- [Problem requirements] Nothing in the entries may differ when you return them.

++++++++++++++++++++

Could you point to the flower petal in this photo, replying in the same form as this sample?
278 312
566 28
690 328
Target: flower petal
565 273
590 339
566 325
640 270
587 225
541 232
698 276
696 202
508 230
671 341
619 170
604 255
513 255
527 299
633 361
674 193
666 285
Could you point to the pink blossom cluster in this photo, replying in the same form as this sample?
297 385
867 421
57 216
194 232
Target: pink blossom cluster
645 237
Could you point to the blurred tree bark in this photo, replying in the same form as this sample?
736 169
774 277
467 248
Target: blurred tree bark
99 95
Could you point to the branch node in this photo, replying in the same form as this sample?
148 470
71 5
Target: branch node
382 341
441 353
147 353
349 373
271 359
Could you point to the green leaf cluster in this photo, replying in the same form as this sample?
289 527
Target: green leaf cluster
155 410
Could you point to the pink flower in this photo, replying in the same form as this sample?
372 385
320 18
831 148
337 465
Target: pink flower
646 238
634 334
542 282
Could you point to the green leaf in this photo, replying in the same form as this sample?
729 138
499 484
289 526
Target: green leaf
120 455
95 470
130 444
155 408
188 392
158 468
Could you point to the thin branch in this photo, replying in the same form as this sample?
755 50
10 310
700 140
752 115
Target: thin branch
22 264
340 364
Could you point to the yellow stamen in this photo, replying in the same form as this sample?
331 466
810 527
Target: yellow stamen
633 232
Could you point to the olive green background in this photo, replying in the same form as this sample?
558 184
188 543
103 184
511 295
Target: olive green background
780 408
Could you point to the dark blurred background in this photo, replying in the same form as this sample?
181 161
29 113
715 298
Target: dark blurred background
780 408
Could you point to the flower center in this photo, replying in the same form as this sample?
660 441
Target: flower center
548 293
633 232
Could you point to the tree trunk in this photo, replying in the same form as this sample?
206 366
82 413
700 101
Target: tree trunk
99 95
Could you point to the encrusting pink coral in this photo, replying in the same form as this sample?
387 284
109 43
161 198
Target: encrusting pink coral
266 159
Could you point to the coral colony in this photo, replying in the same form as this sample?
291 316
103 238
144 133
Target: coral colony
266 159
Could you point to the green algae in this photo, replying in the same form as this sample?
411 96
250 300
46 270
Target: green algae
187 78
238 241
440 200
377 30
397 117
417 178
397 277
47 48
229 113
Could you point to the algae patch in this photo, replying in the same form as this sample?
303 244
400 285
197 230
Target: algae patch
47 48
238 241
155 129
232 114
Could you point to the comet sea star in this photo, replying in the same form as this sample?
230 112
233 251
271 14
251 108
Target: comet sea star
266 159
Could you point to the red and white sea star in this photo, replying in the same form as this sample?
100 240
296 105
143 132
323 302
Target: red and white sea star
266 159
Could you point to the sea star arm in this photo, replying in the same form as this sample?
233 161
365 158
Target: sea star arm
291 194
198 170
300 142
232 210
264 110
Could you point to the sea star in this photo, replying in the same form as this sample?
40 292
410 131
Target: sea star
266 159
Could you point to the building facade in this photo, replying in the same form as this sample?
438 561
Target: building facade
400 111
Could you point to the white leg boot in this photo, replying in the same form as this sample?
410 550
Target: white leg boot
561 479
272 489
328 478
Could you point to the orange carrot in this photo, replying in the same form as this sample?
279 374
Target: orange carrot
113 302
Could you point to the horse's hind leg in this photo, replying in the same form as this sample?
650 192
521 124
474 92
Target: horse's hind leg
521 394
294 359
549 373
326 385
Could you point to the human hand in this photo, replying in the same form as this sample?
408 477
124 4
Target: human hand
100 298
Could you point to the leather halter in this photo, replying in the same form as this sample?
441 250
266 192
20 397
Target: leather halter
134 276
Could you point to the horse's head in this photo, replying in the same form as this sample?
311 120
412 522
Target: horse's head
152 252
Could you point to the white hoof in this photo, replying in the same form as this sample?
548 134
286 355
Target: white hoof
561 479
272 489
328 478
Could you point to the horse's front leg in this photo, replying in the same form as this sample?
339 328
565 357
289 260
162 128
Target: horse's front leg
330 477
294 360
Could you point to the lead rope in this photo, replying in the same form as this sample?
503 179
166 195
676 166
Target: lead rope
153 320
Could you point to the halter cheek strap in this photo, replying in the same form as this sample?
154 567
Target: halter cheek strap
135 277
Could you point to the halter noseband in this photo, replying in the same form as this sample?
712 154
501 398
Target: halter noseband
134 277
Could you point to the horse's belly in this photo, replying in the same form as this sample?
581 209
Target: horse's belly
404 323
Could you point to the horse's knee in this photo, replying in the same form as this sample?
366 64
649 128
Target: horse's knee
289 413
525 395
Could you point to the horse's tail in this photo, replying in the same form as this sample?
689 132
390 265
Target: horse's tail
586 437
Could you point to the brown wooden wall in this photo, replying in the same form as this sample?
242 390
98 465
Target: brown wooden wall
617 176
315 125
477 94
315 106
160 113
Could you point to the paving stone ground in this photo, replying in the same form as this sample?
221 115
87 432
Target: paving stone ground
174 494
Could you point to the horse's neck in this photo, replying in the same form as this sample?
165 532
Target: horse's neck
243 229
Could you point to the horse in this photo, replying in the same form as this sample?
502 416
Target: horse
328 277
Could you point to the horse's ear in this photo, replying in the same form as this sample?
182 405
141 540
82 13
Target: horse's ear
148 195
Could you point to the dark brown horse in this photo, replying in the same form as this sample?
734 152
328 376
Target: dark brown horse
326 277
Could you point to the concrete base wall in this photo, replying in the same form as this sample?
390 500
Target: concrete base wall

++++++++++++++++++++

- [Solution to this exercise]
Could you point to the flower petal in this photo, replying in the same form as this sample?
278 312
566 28
690 328
Target: flower petal
565 273
590 339
566 325
640 270
587 225
541 232
698 276
696 202
508 230
671 341
619 170
604 255
513 255
527 299
633 361
674 193
666 285
Could you point to the pink blossom cluster in this photo, replying in the same form as this sample?
297 385
867 421
57 216
194 232
Target: pink blossom cluster
645 237
Could you point to the blurred tree bark in this photo, replying in the same form as this sample?
736 169
774 277
467 248
Target: blurred tree bark
99 95
Could you point to the branch node in this photo, replying in the same form as this sample?
148 470
71 5
Target: branch node
382 341
441 353
147 353
349 373
271 359
Could you point to the green leaf cluster in this photo, replying in the same form as this sample?
289 527
Target: green leaf cluster
155 410
Could you point to the pink flower in this photo, replying in the same form as this sample?
372 385
320 18
831 148
337 465
Target: pink flower
646 238
634 334
542 282
Could you point to the green leaf in this photo, replying in the same form as this sample?
729 138
499 484
289 526
Target: green leaf
120 455
95 470
130 444
155 408
188 392
158 468
Could you point to the thin branch in this photo, replying in the same form as this sample?
755 50
10 310
700 140
752 115
Target: thin branch
22 264
340 364
Could you point to the yellow stamen in this photo, replying in the same form as this sample?
331 466
810 527
Target: yellow stamen
633 232
Could you point to the olive green background in this photo, replying in the same form as this sample?
558 184
188 543
103 184
511 295
Target: olive green background
780 408
Could you point to the dark blurred background in this photo, replying in the same form as this sample?
181 161
29 113
715 298
Target: dark blurred background
780 408
Could you point to the flower center in this photo, replying in the same form as this sample?
660 441
Target: flower center
548 293
633 232
Could you point to the tree trunk in this photo, replying in the same form as this sample?
206 366
82 413
700 101
Target: tree trunk
99 95
Could you point to the encrusting pink coral in this photo, replying in the same form as this sample?
387 284
109 43
161 198
Target: encrusting pink coral
266 159
Could you point to the coral colony in this photo, replying in the same form as this sample?
291 316
103 238
144 133
Target: coral colony
266 159
Could you point to the green algae in this photo, replying in the same form as this sample?
411 96
250 300
46 270
Target: green algae
187 78
238 241
440 200
377 30
397 117
417 178
397 277
47 48
229 113
Could you point to the algae patch in this photo, replying in the same form as this sample?
303 244
400 285
197 230
Target: algae patch
47 48
238 241
155 129
232 114
Could you point to the comet sea star in this photo, replying in the same form as this sample?
230 112
233 251
271 14
251 108
Target: comet sea star
266 159
Could you point to the red and white sea star in this photo, replying in the same form as this sample?
100 240
296 105
143 132
323 302
Target: red and white sea star
266 159
Could you point to the sea star arm in this photo, replying in the same form as this sample?
233 161
365 158
Target: sea star arm
291 194
198 170
300 142
232 210
264 110
Could you point to the sea star in this photo, replying in the same form as this sample?
40 292
410 131
Target: sea star
266 159
Could you point to the building facade in this photo, replying in the same form as this sample?
438 561
Target: building facade
400 111
Could you point to the white leg boot in this photo, replying in the same form as this sample?
410 550
Target: white leg boot
561 479
272 489
328 478
Could you point to the orange carrot in this photo, replying in the same form as this sample?
279 374
Target: orange carrot
113 302
Could you point to the horse's hind leg in this photo, replying in the same form as this sample?
650 192
521 124
474 92
Target: horse's hind leg
521 394
294 359
549 373
326 385
Could you point to the human hand in this photo, replying in the same form as this sample?
408 477
124 4
Target: human hand
100 298
Could you point to the leather halter in this photo, replying in the same form as this sample?
441 250
266 192
20 397
Target: leather halter
134 276
Could you point to the horse's head in this photo, replying in the same form as this sample?
311 120
412 522
Target: horse's head
152 252
Could you point to the white hoof in this photo, replying in the same form as this sample?
548 134
286 355
Target: white hoof
561 479
272 489
328 478
Could you point to the horse's front leg in this photo, replying in the same form as this sample?
339 328
565 357
289 260
162 128
Target: horse's front leg
330 477
294 360
Could you point to the lead rope in this photo, replying in the same form as this sample?
503 179
166 195
676 166
Target: lead rope
153 320
Could you point to the halter cheek strap in this photo, replying in the same form as this sample?
154 567
Target: halter cheek strap
135 277
Could you point to the halter noseband in this photo, replying in the same form as this sample?
712 154
501 398
Target: halter noseband
134 277
Could you point to the horse's belly in this photo, replying in the same form as this sample?
581 209
Target: horse's belly
404 323
Could you point to the horse's knee in this photo, replying in the same form as this sample?
366 64
649 128
Target: horse's knee
289 413
525 395
Could you point to the horse's tail in this photo, replying in the same form as this sample?
689 132
390 265
Target: horse's tail
586 437
Could you point to the brown wooden wall in this photo, replying in the same form as this sample?
242 390
98 465
Target: brown wooden wall
617 176
315 125
477 94
315 106
160 113
Could you point to the paving stone ground in this photo, replying in the same form as this sample?
221 115
87 432
Target: paving stone ground
174 494
Could you point to the horse's neck in this photo, replying in the same form as this sample?
165 532
Target: horse's neck
243 229
Could you point to the horse in this photo, replying in the same form as this sample?
502 416
Target: horse
328 277
Could you point to the horse's ear in this photo, replying in the same form as this sample?
182 405
141 540
82 13
Target: horse's ear
148 195
Could you point to the dark brown horse in this photo, replying in the same form as this sample?
734 152
328 376
Target: dark brown horse
326 277
Could you point to the concrete base wall in this photo, replying in the same form as this sample?
390 500
Target: concrete base wall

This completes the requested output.